WHAT IS NEEDED: Copy everything from the line containing "For every instance of the blue" down to the end of the items, keeping the requests as they are but scaling every x and y coordinate in the answers by 2.3, rounded to the nearest whole number with halves going up.

** START PROVIDED DATA **

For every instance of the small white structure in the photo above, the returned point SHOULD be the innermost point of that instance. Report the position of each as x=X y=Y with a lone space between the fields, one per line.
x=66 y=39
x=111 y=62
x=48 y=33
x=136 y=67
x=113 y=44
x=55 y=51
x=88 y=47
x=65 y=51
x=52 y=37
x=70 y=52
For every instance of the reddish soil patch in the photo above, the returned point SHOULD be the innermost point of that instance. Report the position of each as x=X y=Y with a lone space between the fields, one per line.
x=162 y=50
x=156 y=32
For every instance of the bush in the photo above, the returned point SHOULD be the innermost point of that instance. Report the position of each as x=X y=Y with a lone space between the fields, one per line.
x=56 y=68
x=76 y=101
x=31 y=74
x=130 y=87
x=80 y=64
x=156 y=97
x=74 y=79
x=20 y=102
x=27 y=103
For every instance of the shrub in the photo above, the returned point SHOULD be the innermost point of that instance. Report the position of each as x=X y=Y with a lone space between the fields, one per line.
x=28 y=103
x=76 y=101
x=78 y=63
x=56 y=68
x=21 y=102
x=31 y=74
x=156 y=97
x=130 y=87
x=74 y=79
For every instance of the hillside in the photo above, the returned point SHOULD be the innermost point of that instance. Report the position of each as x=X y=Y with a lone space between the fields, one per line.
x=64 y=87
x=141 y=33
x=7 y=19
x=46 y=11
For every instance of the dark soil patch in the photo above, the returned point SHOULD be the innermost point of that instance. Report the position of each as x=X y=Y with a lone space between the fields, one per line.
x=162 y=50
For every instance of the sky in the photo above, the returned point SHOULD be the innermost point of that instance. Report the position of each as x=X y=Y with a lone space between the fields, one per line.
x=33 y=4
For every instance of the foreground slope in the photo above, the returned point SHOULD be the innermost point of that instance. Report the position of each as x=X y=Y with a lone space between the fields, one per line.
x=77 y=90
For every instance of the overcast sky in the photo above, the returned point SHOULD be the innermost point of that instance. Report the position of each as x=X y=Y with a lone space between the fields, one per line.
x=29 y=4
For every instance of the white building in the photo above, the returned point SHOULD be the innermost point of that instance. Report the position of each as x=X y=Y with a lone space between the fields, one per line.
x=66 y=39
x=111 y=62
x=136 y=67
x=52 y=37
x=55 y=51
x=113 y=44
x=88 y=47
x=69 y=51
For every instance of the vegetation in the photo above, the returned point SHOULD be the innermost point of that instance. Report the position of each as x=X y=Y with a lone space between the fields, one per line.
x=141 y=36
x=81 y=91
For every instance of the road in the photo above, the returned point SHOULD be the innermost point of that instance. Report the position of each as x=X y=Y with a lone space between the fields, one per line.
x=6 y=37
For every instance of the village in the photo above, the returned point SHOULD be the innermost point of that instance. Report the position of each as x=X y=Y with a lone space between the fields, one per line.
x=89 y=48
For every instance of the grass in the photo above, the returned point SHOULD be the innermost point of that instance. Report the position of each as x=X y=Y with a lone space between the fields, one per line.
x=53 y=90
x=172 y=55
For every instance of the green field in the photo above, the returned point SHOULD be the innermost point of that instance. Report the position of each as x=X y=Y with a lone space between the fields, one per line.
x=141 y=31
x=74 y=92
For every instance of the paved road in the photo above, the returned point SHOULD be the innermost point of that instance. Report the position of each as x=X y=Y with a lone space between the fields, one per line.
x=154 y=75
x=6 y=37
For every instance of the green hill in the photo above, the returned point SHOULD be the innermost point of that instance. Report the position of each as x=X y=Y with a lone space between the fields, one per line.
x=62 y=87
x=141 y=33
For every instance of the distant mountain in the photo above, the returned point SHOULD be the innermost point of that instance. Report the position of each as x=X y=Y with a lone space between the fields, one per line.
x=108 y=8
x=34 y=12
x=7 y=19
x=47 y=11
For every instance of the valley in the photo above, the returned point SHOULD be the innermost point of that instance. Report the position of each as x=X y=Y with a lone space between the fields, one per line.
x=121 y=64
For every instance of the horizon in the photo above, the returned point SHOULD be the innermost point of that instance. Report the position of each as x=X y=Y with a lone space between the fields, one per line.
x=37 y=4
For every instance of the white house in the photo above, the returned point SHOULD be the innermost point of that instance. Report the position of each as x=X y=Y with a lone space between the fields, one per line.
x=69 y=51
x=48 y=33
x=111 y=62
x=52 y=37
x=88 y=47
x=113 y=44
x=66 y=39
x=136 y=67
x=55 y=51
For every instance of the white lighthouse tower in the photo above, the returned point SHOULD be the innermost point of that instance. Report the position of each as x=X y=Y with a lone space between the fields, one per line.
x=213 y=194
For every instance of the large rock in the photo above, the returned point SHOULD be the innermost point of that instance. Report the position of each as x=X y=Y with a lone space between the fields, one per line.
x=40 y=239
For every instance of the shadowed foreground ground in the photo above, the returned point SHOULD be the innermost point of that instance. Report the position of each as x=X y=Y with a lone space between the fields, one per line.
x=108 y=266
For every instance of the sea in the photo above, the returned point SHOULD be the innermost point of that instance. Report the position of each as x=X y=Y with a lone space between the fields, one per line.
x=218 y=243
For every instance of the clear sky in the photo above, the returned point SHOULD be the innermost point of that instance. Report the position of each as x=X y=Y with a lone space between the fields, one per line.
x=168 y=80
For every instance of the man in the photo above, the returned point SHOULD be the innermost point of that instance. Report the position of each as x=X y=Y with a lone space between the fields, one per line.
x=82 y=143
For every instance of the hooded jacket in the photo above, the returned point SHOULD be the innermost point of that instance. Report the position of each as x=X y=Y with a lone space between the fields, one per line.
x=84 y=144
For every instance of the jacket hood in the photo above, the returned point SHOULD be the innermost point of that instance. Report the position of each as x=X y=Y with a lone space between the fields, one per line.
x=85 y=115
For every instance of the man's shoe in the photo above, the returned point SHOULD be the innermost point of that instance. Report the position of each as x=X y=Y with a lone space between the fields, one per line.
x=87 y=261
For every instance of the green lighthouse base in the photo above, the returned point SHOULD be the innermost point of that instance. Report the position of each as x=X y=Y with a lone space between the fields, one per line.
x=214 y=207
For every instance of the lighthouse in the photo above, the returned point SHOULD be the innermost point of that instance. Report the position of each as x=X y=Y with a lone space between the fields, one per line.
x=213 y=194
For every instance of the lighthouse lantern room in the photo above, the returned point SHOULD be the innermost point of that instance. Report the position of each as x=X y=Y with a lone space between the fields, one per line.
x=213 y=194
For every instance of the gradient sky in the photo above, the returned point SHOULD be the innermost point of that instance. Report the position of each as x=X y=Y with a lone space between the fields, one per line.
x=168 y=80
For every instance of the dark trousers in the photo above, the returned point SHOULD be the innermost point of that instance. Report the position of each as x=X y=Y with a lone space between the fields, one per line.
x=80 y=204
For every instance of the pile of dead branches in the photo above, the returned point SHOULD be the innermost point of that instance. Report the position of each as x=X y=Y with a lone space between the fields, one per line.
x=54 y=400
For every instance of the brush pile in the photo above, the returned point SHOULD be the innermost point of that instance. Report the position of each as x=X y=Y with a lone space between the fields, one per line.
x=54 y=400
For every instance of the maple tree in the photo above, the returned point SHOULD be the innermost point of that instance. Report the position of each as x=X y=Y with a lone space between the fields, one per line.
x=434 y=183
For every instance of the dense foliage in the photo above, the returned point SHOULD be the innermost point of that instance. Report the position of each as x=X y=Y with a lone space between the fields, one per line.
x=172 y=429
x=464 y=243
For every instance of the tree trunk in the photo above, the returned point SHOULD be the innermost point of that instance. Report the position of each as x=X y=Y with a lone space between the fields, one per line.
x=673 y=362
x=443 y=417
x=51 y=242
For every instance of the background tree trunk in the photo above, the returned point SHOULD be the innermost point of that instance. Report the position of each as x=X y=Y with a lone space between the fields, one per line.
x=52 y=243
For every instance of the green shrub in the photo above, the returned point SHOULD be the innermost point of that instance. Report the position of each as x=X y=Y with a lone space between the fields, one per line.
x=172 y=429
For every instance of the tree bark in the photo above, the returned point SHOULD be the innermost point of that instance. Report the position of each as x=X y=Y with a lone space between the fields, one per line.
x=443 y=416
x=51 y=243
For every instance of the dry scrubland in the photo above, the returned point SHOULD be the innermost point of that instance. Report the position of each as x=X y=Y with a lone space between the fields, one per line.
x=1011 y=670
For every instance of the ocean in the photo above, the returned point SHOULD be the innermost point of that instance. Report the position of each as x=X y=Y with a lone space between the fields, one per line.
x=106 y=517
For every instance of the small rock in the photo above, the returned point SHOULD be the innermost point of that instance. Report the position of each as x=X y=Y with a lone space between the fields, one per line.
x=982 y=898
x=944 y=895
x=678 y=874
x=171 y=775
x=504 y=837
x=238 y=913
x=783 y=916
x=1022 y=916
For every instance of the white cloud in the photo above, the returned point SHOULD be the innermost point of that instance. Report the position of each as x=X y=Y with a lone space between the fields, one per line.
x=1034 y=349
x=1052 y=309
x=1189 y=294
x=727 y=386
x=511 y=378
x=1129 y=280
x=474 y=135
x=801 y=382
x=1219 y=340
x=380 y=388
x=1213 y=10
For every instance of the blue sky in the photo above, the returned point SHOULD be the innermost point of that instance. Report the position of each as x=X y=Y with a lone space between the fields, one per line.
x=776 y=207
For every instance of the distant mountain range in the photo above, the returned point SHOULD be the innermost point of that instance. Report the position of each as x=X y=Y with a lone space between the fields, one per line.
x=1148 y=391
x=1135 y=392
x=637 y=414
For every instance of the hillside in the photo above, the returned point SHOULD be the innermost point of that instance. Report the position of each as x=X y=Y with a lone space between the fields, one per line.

** END PROVIDED DATA **

RESULT FOR THIS TASK:
For every instance of the blue sky in the photo above, the returned point SHOULD be the innermost point of that instance. Report the position of each as x=X y=Y with a lone space between the fields, one per line.
x=1785 y=476
For every instance of the distant mountain range in the photo above, the returned point SHOULD be the innermost point of that instance. Report the position of each as x=X y=Y with a lone space between the fields, one per line.
x=2640 y=899
x=2611 y=902
x=1465 y=952
For every instance of the hillside in the photo above, the returned point SHOULD be the innermost point of that instance. Report the position of each as x=X y=Y with a lone space between the fields, one per line.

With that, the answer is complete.